• **TEXTO DA PÁGINA**
++++++++++++++++++++
Enquanto o governo não anuncia (isso se já tiver realmente fechado) o prometido pacote de corte de gastos – aquele que deveria ter sido divulgado logo depois das eleições, mas segue demonstrando que o tempo é relativo –, continua apelando a remendos. Na sexta-feira, o governo Lula confirmou um novo bloqueio de R$ 6 bilhões, ampliando ligeiramente o valor de R$ 5 bilhões que o ministro Fernando Haddad havia anunciado na véspera. O bloqueio é o tipo de medida que ocorre quando a previsão de gastos fica acima do limite máximo (e já bastante generoso) previsto pelo arcabouço fiscal: de inflação mais 2,5 pontos porcentuais de crescimento em relação ao ano anterior.
Mas a Instituição Fiscal Independente (IFI), vinculada ao Senado, já avisou que o valor não basta para o governo cumprir a meta estabelecida no arcabouço, zerando o déficit primário em 2024: para isso, o governo precisaria que as receitas do último bimestre superassem as despesas em R$ 42,3 bilhões, algo muito pouco provável apesar de o governo bater sucessivos recordes de arrecadação – até outubro, a União já tirou R$ 2,218 trilhões das pessoas físicas e jurídicas brasileiras, um recorde histórico. Mesmo para cumprir o mínimo aceitável pelo arcabouço, um déficit primário de 0,25% do PIB, a receita dos dois últimos meses do ano teria de ser R$ 13,6 bilhões maior que a despesa. Em outras palavras, o bloqueio recém-anunciado pelo governo não faz nem metade do trabalho necessário.
++++++++++++++++++++
• **Registros do conjunto de dados**
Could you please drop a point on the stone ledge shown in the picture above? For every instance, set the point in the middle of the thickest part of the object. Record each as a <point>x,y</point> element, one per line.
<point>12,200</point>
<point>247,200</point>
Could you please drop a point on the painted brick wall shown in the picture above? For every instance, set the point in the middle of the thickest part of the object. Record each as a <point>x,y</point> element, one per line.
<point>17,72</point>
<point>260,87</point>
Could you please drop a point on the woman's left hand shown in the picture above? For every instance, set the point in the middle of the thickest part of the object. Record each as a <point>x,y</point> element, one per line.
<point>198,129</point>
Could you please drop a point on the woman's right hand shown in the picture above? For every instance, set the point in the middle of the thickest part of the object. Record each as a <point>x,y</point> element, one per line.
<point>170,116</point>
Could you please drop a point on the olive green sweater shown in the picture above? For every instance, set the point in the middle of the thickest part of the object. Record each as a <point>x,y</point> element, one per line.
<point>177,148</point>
++++++++++++++++++++
• **INSTRUÇÃO A**
De acordo com o texto da página, qual é o valor do novo bloqueio que o governo Lula confirmou na sexta-feira?
• **INSTRUÇÃO B**
Relacione todos os valores em reais citados no texto da página.
• **INSTRUÇÃO C**
Reproduza o trecho do texto da página que começa em "Enquanto o governo" e vai até "ao ano anterior.", incluindo essas palavras.
O material não tem relação com o texto da página.

• **RESPOSTA A**
R$ 6 bilhões.

• **RESPOSTA B**
- R$ 6 bilhões
- R$ 5 bilhões
- R$ 42,3 bilhões
- R$ 2,218 trilhões
- R$ 13,6 bilhões

• **RESPOSTA C**
Enquanto o governo não anuncia (isso se já tiver realmente fechado) o prometido pacote de corte de gastos – aquele que deveria ter sido divulgado logo depois das eleições, mas segue demonstrando que o tempo é relativo –, continua apelando a remendos. Na sexta-feira, o governo Lula confirmou um novo bloqueio de R$ 6 bilhões, ampliando ligeiramente o valor de R$ 5 bilhões que o ministro Fernando Haddad havia anunciado na véspera. O bloqueio é o tipo de medida que ocorre quando a previsão de gastos fica acima do limite máximo (e já bastante generoso) previsto pelo arcabouço fiscal: de inflação mais 2,5 pontos porcentuais de crescimento em relação ao ano anterior.